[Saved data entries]

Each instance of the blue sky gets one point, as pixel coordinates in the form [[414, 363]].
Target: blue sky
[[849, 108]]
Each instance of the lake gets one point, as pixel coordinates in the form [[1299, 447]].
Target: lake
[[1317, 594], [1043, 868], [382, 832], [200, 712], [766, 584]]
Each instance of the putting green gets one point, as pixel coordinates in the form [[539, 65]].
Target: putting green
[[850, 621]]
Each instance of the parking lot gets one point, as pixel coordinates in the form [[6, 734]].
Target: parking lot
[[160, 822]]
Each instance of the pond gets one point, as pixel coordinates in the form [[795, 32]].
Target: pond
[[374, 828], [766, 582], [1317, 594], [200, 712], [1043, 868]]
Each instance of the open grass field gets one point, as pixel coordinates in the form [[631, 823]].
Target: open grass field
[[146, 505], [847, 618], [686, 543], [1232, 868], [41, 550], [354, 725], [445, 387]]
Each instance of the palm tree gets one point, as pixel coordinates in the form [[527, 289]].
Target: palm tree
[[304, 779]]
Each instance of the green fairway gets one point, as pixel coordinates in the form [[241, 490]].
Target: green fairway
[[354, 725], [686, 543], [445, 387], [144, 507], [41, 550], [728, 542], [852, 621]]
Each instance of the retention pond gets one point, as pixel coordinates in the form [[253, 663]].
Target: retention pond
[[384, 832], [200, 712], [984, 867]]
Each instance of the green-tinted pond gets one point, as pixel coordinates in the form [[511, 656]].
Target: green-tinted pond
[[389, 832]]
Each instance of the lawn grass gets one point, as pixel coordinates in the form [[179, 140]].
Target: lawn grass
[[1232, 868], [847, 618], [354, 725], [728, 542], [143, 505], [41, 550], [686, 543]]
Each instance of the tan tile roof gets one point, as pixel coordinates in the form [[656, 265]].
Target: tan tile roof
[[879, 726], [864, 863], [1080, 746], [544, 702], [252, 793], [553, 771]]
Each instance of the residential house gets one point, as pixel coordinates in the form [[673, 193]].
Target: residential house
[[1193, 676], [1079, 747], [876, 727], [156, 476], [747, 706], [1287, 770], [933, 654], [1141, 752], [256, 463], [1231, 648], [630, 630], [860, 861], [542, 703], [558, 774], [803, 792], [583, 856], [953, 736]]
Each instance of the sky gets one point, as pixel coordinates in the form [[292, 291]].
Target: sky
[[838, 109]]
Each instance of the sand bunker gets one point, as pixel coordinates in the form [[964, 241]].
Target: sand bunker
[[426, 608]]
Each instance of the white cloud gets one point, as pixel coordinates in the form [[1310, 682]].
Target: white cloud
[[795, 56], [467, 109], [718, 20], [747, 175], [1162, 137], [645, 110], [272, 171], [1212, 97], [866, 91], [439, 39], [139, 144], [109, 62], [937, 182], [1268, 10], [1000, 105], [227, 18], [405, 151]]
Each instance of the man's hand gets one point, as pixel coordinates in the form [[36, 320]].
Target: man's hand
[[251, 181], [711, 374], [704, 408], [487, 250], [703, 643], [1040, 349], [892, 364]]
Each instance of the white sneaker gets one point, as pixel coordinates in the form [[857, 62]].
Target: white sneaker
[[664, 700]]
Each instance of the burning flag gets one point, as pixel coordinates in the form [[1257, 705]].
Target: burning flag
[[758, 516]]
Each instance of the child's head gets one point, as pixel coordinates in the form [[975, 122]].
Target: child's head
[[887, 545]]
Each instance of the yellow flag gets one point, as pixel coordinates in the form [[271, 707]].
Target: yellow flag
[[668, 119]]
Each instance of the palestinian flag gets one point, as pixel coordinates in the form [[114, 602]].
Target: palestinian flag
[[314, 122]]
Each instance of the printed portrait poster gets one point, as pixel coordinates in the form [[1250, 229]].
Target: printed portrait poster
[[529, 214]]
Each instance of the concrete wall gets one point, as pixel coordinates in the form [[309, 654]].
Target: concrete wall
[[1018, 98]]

> _Exercise instructions_
Transcribe all entries exactly as they are given.

> _Answer for the task_
Each instance of the blue sky gets one point, as pixel coordinates in the form [[414, 363]].
Target: blue sky
[[849, 108]]
Each instance of the lake gets one point, as pixel coordinates in the form [[1299, 447]].
Target: lake
[[1317, 594], [1043, 868], [382, 832], [200, 712], [766, 584]]
Each instance of the putting green gets one point, as pixel coordinates in the form [[539, 65]].
Target: putting green
[[850, 621]]
Each instance of the parking lot gets one point, as pixel coordinates in the form [[6, 734]].
Target: parking lot
[[160, 822]]
Each instance of the pond gets one point, as pixel coordinates in the form [[795, 32]].
Target: pond
[[374, 828], [766, 582], [1317, 594], [200, 712], [1043, 868]]
Each instance of the open grass field gets one point, as pixel coordinates in the form [[631, 823]].
Target: open grass field
[[146, 505], [847, 618], [686, 543], [1232, 868], [41, 550], [354, 725], [445, 387]]
Each instance of the palm tree gets one point, as pixel coordinates in the form [[527, 289]].
Target: palm tree
[[304, 779]]
Each instance of the green fairway gets one point, as pixel coordinates in the form [[241, 490]].
Target: green fairway
[[354, 725], [686, 543], [445, 387], [144, 507], [41, 550], [728, 542], [852, 621]]
Each instance of the retention pond gets one point, as pixel coordinates in the form [[253, 663]].
Target: retention pond
[[384, 832], [200, 712], [984, 867]]
Each instance of the green-tinted pond gets one point, as pixel coordinates in the form [[511, 656]].
Target: green-tinted pond
[[389, 832]]
Each instance of the lawn grass gets one point, as pixel coordinates in the form [[179, 140]].
Target: lawn grass
[[1232, 868], [847, 618], [354, 725], [728, 542], [143, 505], [41, 550], [686, 543]]
Each instance of the tan tile roof gets one point, as pixel coordinates in the form [[656, 265]].
Target: tan tile roof
[[879, 726], [864, 863], [1080, 746], [544, 702], [252, 793], [553, 771]]
Each instance of the residential house gets one point, as pixel coordinates in the form [[673, 193]].
Target: residential house
[[1193, 676], [1079, 747], [876, 727], [156, 476], [747, 706], [1287, 770], [933, 654], [1141, 752], [256, 463], [1231, 648], [630, 630], [860, 861], [542, 703], [558, 774], [803, 792], [583, 856], [953, 736]]
Each instance of the sky gets one point, as pixel coordinates in the form [[292, 291]].
Target: sky
[[838, 109]]
Each instance of the sand bunker gets one point, as pixel coordinates in the form [[964, 241]].
Target: sand bunker
[[426, 608]]
Each instance of the white cloud gets one point, as pixel coordinates in the form [[1310, 682]].
Target: white cloud
[[795, 56], [467, 109], [718, 20], [747, 175], [1162, 137], [645, 110], [272, 171], [1212, 97], [866, 91], [439, 39], [139, 144], [109, 62], [937, 182], [1268, 10], [1000, 105], [227, 18], [405, 151]]
Each instance of the man's hand gets one point, as pixel coordinates in the form [[36, 320]].
Target: man's hand
[[251, 181], [711, 374], [704, 408], [487, 250], [703, 643], [1040, 349], [892, 364]]
Each instance of the white sneaker gets one point, as pixel coordinates in the form [[857, 62]].
Target: white sneaker
[[664, 700]]
Each instance of the burning flag gets one point, as pixel coordinates in the form [[1257, 705]].
Target: burning flag
[[758, 516]]
Each instance of the child's head gets one point, as pixel coordinates in the form [[975, 122]].
Target: child's head
[[887, 545]]
Each instance of the yellow flag gets one point, as pixel coordinates in the form [[271, 707]].
Target: yellow flag
[[668, 119]]
Each instance of the palestinian flag gets one point, as pixel coordinates in the form [[114, 602]].
Target: palestinian flag
[[314, 122]]
Each instance of the printed portrait poster gets one point, as pixel coordinates in the form [[1250, 229]].
Target: printed portrait poster
[[529, 214]]
Each instance of the concrete wall gets one point, as pixel coordinates in the form [[309, 654]].
Target: concrete wall
[[1018, 98]]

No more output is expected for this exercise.